- Work order -
Reproduce the part of the text on LDS theology starting with "I apostatized not" and going on through "credit is due).".

- Excerpt -
□ □ □ □ □ □ □
We are in basic agreement on this point. I hope that my response to Rebecca helps explain my understanding on this.
No, all of these things require worthiness as you mentioned. You may still be a Melchizedek priest of record…
It is interesting you brought up the temple because it is very closely realated to what we have been discussing. The Old Testament temples were operated by the Levite priests. Of course animal sacrifice was part of the Law of Moses and is no longer practiced. Here is a Bible scripture that may be interesting to you:
“And it shall come to pass in the last days, that the mountain of the Lord’s house shall be established in the top of the mountains, and shall be exalted above the hills; and all nations shall flow unto it. And many people shall go and say, Come ye, and let us go up to the mountain of the Lord, to the house of the God of Jacob; and he will teach us of his ways, and we will walk in his paths.” Isaiah 2:2-3 (emphasis added)
That talks of one House, not many (I’m not familiar with the context, but if I was to guess, I would say the Third Temple, which was Christ? Or, what dispensationalists would say, still needs to be built?). My name was struck from the records, I think to the shock of many, after my seemingly-invincible “testimony” (I worked on the genetic analyses to attempt to prove where all the professionals were wrong in claiming no Jew ancestry for American Indians) and somewhat meteoric rise in the LDS Church (trying to get me married to call me to the vacant spot on the Bishop’s Council - as I understand it, no one is “called” that quickly: if anyone is every dying of loneliness and thinks nothing but marriage is the answer, join the LDS church, and ye shall soon be cured). I was a member for under (or just over) a year. I realized soon enough (and it was not rational thought about LDS theology), that my desire to be eventually elevated to the Quorum and the First Presidency, and become exalted, was exactly that which led to the (horrible) Fall of Man.
I apostatized not to Christianity, but back to the strict monotheism of Islam; of which my trials and travails in LDS theology led me to the recognition that the Christian Trinity is truly purely monotheistic and not illogical, which removed (in the formulations of St Aquinas) the main stumbling-block to my acceptance of the truth (I do have to credit the LDS with opening my eyes to the possibility of an incarnation/atoning death of God Incarnate, though: credit where credit is due).
I’m familiar with the BoM, D&C and Peal of Great Price as well, and I challenge you to bring the BoM in to the debate (supposedly the “most correct book on earth”), and be able to prove anything that you can not out of the Bible. The BoM slips in to Modalism in places, but teaches none of the distinctives of the Mormon religion, which were begun only in the latter days of JSJ’s ministry with the King Follett Discourse and some of his later D&C additions, and under the leadership of Brigham Young (JSIII and Emma’s church remained Trinitarian, just a quirky Protestant restorationist group with a supplemental scripture [the BoM]; the Strangites got the additional Book of the Law, and the Bickertonites or some other group claimed to receive additional revelations from JohnBap). The plurality of gods stuff was begun to be taught in the BoA and BoMos.
The problem with ordinances depending on worthiness - what if I decide to be baptized as an LDS, and the man who baptizes me is secretly unworthy? And then I rise through the ranks, and eventually become President, Prophet, and Revelator? Since my baptism was invalid (conducted by me worthily, but by the baptizer unworthily), all of the consecutive offices I have held (since they are all dependent on LDS baptism), I have held invalidly, since my baptism was invalid. That would mean that such a person elevated to the First Presidency would essentially make the LDS church apostate by its own criteria.
That’s the major problem with Donatism the early Church Fathers saw so many millennia ago.
□ □ □ □ □ □ □
- Dataset excerpt -

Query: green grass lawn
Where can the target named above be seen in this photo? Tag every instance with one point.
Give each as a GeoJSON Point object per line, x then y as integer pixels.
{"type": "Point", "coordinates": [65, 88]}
□ □ □ □ □ □ □
- The answer -
I apostatized not to Christianity, but back to the strict monotheism of Islam; of which my trials and travails in LDS theology led me to the recognition that the Christian Trinity is truly purely monotheistic and not illogical, which removed (in the formulations of St Aquinas) the main stumbling-block to my acceptance of the truth (I do have to credit the LDS with opening my eyes to the possibility of an incarnation/atoning death of God Incarnate, though: credit where credit is due).